▶ [Object point labels]
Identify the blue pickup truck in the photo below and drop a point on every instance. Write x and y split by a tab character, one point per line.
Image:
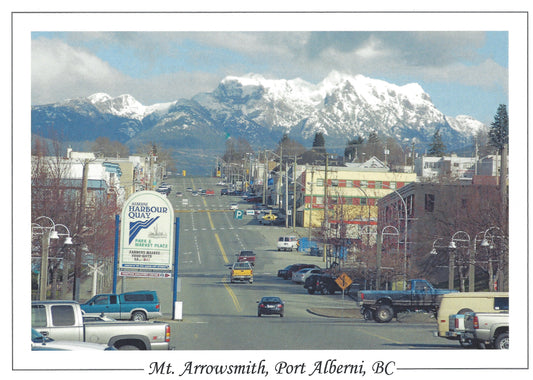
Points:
137	306
384	305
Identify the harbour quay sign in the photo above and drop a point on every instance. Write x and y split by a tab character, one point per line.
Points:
147	232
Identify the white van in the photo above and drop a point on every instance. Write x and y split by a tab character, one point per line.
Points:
460	303
287	243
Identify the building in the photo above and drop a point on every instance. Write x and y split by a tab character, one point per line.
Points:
349	194
435	212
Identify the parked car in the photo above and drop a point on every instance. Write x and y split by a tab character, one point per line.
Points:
63	321
41	343
465	302
384	305
286	273
246	255
287	243
242	271
321	283
300	276
137	305
270	305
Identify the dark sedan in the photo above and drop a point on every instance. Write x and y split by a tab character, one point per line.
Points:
286	273
270	305
321	283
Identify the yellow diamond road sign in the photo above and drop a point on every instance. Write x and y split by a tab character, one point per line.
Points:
343	281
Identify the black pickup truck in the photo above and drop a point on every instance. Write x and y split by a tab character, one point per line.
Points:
384	305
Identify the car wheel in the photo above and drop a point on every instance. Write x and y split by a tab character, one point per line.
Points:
368	314
502	342
384	314
138	316
128	347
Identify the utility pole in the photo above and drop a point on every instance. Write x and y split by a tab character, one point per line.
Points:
81	218
286	200
326	228
294	194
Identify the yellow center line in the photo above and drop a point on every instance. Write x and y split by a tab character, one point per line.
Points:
221	249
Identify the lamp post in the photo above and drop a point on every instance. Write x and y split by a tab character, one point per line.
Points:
453	246
47	233
488	242
404	203
379	243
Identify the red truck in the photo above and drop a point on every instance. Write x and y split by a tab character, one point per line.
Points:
248	256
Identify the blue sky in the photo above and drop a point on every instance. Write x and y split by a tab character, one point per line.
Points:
465	73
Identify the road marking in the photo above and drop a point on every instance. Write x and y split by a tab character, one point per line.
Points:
385	338
233	296
221	249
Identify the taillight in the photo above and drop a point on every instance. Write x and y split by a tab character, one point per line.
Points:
476	322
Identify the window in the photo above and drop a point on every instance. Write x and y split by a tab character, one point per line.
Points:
429	202
38	316
101	300
501	303
63	315
136	297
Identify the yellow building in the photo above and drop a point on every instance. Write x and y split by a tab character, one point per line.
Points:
352	194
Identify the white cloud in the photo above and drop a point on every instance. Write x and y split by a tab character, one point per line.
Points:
60	71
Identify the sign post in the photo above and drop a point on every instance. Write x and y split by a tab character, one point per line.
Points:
147	236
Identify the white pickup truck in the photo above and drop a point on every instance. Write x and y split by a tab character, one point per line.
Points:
480	329
63	321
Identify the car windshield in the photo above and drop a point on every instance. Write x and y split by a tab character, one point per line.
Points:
271	299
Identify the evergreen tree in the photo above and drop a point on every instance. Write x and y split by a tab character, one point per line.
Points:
437	147
499	129
350	152
319	143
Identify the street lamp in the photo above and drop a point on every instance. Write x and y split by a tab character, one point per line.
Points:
47	233
453	246
404	203
488	242
379	243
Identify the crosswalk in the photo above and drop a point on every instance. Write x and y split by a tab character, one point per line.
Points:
212	229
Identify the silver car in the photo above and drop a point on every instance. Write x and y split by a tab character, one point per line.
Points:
300	276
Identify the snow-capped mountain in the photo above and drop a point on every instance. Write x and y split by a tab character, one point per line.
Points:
261	110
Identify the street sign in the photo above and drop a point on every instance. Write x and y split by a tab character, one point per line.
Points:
125	273
343	281
147	232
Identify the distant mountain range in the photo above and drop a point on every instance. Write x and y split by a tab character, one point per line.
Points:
260	110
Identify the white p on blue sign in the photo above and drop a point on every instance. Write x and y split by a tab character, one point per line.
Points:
147	232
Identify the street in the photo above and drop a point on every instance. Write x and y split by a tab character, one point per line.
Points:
218	315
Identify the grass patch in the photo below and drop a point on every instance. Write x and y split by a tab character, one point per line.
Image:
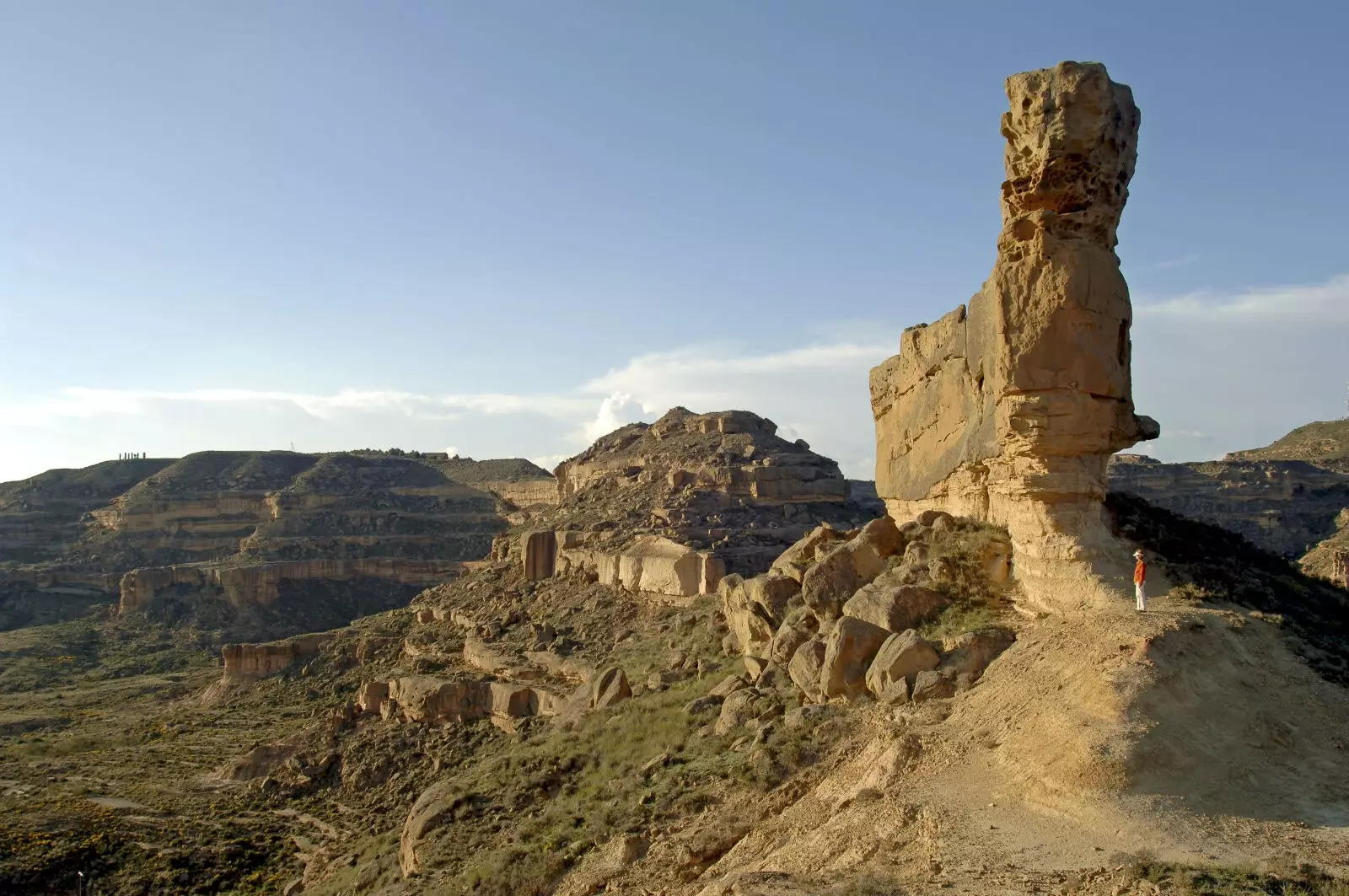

▶ [STATED EXERCISE]
Copy out word for word every line of the entries from the one containing "Identify the street in" through the end, inclusive, leaving the pictures out.

▶ [FINAL RESULT]
Identify the street in the photo above and drop a point on every instance. Write x and y split by a tab character, one point per line.
Points:
218	315
Identify the grass patch in the photo below and drop a point on every instance. Write x and y split by a tab character, one point per line.
Image:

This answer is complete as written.